Pull out each line of the entries below that contains the word "horizon", and copy those lines in their original order.

[Excerpts from point annotation data]
---------------

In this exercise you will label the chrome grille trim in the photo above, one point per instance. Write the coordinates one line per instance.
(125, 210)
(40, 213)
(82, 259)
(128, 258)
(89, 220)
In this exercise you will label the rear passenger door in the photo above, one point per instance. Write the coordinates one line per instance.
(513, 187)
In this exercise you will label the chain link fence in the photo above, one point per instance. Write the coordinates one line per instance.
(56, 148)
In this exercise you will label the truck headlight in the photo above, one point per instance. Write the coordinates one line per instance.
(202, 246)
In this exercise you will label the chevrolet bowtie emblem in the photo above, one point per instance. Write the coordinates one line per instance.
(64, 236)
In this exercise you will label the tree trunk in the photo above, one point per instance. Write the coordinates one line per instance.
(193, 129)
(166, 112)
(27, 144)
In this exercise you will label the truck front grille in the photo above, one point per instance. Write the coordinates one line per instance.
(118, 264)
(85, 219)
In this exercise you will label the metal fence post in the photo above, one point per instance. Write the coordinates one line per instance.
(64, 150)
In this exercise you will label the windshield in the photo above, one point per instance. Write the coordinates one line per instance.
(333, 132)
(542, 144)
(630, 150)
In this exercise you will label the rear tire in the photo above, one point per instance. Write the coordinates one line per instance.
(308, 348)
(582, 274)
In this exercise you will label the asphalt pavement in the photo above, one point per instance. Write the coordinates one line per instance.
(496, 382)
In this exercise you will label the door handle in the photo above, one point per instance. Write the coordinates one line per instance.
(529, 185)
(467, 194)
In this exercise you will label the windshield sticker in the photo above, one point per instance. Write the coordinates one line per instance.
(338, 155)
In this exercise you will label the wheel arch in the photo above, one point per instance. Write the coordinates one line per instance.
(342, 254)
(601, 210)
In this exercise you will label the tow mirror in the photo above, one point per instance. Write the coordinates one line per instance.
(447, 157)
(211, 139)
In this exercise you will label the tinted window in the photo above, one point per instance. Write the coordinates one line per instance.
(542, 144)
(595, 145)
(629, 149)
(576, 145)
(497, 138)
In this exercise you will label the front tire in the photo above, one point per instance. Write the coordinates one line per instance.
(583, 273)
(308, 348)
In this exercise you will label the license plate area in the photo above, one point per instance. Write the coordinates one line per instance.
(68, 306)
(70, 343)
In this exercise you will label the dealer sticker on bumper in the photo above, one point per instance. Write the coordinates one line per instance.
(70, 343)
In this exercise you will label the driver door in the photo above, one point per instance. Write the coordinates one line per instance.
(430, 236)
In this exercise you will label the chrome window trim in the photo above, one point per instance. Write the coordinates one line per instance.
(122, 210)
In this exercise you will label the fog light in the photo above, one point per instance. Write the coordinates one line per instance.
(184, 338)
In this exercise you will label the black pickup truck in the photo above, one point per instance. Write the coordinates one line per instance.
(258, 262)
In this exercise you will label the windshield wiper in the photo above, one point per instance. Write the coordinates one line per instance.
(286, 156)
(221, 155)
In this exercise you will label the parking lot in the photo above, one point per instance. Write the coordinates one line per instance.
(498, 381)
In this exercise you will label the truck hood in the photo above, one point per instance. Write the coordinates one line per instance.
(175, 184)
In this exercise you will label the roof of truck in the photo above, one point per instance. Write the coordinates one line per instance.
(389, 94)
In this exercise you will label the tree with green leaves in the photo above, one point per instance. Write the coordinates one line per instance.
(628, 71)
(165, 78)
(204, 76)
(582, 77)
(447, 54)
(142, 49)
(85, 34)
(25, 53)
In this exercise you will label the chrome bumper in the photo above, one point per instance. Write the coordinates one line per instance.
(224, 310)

---------------

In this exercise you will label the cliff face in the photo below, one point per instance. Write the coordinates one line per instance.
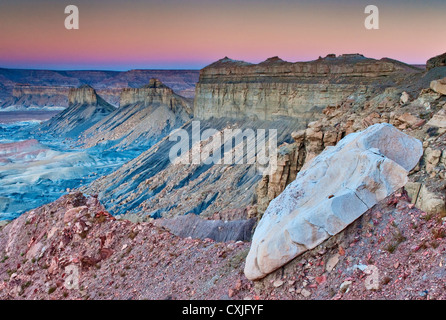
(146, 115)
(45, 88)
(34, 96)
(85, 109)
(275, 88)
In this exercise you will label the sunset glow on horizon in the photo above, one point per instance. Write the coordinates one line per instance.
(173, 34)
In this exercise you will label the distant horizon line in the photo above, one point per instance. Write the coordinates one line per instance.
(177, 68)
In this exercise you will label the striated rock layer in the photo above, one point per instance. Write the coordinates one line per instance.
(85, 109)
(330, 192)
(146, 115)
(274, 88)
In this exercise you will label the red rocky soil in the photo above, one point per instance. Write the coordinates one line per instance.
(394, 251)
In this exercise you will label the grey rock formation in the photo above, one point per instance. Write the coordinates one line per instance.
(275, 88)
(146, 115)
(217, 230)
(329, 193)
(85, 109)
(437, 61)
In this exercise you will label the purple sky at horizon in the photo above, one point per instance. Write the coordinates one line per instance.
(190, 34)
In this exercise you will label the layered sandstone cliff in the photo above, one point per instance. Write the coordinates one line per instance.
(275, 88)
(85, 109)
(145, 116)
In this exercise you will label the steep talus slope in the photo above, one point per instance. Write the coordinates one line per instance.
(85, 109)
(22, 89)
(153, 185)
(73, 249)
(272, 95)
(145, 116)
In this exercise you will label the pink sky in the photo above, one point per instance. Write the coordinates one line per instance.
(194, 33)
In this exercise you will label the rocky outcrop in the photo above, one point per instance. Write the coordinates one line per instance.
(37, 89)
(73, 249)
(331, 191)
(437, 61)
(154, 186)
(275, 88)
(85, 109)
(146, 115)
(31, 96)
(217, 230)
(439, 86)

---------------

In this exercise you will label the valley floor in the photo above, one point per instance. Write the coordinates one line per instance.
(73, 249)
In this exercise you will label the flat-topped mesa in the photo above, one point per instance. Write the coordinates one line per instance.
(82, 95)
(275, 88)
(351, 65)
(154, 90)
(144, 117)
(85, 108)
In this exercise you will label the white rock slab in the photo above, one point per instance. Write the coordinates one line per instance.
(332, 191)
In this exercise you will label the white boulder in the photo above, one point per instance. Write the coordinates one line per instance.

---------------

EXERCISE SOLUTION:
In this exercise you will label the sunset glow on horizon in the photo above, one point per instance. Write the coordinates one line per instance.
In this exercise you will label the distant horizon line in the photo above, one point per instance. Write the coordinates one line per instance.
In this exercise you will label the purple sky at horizon in the photo above, one point per instance. Write the coordinates one line per instance.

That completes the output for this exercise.